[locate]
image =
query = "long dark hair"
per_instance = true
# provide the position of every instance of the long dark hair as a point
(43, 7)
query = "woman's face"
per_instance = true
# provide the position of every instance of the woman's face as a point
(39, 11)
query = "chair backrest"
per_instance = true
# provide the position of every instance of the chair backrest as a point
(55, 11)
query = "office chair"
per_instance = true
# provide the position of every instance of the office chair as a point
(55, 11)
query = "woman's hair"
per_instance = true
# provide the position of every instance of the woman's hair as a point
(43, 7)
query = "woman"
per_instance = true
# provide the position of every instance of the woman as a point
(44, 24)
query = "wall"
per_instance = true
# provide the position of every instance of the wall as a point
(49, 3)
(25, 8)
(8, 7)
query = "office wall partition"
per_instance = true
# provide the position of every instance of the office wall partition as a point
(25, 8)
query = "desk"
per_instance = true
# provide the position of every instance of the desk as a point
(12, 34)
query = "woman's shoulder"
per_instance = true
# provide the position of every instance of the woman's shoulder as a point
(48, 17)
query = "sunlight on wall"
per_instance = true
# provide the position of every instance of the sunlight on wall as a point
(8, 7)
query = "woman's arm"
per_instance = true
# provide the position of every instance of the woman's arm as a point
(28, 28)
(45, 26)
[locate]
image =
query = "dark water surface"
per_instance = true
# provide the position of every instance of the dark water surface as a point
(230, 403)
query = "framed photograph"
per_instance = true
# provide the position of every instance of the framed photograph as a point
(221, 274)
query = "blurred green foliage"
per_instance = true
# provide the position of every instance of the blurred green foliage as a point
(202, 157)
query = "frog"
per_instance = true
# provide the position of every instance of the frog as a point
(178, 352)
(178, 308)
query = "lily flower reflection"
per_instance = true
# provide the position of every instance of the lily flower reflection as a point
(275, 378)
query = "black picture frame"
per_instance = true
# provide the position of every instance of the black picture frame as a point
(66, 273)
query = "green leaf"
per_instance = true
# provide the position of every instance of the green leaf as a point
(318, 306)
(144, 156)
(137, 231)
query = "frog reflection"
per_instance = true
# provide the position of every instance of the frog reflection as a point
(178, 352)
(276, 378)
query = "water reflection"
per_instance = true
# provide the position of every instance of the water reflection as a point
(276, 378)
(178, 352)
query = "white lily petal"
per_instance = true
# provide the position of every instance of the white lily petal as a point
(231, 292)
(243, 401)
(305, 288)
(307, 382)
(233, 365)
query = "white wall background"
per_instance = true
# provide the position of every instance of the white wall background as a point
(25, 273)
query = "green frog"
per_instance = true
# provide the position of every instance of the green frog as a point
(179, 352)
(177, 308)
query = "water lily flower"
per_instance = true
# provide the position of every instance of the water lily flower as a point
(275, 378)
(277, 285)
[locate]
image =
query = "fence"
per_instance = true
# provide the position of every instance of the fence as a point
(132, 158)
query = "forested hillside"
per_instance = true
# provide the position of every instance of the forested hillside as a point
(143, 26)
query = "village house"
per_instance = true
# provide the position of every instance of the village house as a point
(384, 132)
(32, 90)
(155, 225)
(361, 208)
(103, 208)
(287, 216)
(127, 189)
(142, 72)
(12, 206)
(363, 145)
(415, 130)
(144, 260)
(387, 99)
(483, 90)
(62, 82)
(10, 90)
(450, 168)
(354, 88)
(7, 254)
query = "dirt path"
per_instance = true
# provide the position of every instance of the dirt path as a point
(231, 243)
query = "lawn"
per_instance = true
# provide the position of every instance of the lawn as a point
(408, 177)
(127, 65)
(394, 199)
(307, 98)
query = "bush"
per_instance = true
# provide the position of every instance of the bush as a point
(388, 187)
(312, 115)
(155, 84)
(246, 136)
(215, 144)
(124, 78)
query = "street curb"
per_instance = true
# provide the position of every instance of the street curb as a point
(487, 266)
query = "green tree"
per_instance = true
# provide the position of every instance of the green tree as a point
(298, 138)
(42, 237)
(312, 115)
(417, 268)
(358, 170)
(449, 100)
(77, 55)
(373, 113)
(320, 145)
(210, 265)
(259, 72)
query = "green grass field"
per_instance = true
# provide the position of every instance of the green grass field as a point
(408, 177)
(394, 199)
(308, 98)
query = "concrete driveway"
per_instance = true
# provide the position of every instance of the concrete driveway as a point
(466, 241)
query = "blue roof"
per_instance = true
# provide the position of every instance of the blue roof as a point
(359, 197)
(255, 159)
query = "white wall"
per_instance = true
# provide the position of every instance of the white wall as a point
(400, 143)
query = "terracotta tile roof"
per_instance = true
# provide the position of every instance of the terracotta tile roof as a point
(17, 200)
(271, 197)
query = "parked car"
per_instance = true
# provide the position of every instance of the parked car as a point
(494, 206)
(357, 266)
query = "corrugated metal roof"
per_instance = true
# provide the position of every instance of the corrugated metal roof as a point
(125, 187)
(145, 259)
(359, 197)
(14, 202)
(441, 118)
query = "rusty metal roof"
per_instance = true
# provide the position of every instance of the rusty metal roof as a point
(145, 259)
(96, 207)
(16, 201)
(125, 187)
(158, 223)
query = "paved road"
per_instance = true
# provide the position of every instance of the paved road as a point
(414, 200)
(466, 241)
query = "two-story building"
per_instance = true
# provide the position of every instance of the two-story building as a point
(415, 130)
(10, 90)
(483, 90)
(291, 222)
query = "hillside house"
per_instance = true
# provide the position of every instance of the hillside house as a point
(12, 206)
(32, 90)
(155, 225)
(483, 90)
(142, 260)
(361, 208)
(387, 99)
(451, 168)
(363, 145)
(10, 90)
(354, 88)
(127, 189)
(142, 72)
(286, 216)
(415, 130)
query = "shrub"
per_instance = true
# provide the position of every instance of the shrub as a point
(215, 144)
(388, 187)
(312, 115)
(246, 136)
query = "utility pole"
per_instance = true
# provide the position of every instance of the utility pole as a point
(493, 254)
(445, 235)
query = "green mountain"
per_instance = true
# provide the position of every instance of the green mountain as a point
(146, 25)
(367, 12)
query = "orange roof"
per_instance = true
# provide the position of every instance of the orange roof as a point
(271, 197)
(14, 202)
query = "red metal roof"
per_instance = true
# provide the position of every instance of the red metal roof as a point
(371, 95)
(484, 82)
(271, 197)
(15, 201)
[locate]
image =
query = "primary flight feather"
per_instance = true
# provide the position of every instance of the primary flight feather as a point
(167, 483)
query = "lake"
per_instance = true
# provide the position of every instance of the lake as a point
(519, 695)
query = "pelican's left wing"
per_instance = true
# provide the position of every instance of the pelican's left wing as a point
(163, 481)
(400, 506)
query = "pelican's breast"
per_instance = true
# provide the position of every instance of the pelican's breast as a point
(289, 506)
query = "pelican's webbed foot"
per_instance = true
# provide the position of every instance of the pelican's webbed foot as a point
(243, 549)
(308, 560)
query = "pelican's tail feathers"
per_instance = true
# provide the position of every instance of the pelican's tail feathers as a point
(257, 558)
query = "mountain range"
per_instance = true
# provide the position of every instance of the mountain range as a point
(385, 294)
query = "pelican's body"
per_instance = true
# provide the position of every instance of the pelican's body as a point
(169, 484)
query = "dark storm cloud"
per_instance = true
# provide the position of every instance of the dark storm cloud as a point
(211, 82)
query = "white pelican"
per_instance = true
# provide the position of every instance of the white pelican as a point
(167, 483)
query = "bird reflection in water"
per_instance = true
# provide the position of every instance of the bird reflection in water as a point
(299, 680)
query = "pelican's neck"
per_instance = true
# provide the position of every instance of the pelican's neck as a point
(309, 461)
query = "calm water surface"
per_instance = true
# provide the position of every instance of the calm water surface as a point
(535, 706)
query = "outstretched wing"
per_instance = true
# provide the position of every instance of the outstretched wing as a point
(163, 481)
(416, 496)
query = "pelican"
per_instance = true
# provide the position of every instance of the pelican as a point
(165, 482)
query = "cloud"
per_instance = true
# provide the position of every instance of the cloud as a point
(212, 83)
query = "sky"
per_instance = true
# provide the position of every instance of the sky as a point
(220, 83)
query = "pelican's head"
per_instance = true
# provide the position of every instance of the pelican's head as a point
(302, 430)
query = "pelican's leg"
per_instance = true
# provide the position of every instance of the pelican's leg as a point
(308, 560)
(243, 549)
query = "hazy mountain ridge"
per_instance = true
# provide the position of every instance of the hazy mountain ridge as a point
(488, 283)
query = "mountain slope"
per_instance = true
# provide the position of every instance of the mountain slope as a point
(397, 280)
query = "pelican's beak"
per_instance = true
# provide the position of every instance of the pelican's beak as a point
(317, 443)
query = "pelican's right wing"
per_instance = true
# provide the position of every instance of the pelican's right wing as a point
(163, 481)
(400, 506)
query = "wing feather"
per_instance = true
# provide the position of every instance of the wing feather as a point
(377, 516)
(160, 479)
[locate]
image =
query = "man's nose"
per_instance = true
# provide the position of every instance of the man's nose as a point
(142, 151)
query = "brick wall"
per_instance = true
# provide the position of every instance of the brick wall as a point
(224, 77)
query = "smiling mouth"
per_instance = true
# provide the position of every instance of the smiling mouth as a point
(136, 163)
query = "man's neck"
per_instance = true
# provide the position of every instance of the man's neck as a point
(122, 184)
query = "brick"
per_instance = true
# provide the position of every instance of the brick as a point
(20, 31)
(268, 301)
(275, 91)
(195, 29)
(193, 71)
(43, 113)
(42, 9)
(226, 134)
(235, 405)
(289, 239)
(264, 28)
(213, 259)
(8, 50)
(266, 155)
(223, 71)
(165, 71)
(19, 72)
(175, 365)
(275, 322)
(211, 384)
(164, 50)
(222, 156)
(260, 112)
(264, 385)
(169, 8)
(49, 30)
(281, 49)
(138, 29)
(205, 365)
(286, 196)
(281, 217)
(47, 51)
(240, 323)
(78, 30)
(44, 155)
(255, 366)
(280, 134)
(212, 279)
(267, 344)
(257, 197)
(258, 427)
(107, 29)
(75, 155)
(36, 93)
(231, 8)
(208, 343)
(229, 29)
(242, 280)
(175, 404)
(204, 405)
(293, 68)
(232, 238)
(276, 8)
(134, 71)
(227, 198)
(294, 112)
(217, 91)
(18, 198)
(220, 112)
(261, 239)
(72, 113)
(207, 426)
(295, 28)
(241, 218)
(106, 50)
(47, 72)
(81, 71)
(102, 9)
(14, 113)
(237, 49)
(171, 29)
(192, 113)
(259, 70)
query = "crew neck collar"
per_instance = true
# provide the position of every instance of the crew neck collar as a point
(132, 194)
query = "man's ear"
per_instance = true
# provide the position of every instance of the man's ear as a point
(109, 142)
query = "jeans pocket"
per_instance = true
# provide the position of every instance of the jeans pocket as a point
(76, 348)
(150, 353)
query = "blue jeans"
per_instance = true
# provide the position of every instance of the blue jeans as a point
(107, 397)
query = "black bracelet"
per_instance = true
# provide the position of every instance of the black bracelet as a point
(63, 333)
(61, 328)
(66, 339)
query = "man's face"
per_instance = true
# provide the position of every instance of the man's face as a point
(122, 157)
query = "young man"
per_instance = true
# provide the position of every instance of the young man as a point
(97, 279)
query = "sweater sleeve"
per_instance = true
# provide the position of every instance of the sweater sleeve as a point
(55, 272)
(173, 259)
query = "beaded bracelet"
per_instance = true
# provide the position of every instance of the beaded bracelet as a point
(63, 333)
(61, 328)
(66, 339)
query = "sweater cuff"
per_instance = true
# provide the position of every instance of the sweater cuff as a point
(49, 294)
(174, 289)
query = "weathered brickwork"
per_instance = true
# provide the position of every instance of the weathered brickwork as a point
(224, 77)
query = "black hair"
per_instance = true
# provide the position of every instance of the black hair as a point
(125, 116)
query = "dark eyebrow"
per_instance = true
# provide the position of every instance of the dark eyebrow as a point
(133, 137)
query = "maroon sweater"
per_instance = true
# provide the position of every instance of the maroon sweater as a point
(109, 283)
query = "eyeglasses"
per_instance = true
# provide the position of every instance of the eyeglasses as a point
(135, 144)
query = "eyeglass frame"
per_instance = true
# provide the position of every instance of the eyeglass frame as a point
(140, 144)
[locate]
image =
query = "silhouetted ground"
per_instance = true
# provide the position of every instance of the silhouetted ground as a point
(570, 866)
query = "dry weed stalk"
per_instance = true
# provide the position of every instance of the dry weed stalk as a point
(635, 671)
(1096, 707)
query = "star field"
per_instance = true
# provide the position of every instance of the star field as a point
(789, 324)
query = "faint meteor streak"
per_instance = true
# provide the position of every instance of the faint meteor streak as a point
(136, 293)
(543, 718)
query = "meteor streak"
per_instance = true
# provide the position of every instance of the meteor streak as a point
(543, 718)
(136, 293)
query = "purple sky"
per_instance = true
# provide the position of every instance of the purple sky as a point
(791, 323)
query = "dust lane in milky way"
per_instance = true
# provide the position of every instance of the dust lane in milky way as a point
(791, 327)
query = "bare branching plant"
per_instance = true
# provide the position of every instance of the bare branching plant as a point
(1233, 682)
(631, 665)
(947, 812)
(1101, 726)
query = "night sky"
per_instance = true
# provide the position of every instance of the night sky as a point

##############################

== YOUR OBJECTIVE ==
Show all lines from the listing above in which "night" appears.

== SOLUTION FOR THIS PROBLEM ==
query = "night sky"
# provide the position of every instance of the night sky as a point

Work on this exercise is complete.